__PROBLEM TO WORK ON__. Can you rewrite every line of the material below as a JSON list of strings, one string per line, with blank lines left out?

__RAW RECORDS__.
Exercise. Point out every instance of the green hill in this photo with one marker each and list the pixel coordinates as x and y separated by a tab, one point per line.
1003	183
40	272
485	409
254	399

__SOLUTION FOR THIS PROBLEM__.
[
  "Exercise. Point out every instance of the green hill in this photo with one marker each and list the pixel coordinates as x and y separated by a tab, one point per line.",
  "1003\t183",
  "40\t272",
  "485\t409",
  "254\t399"
]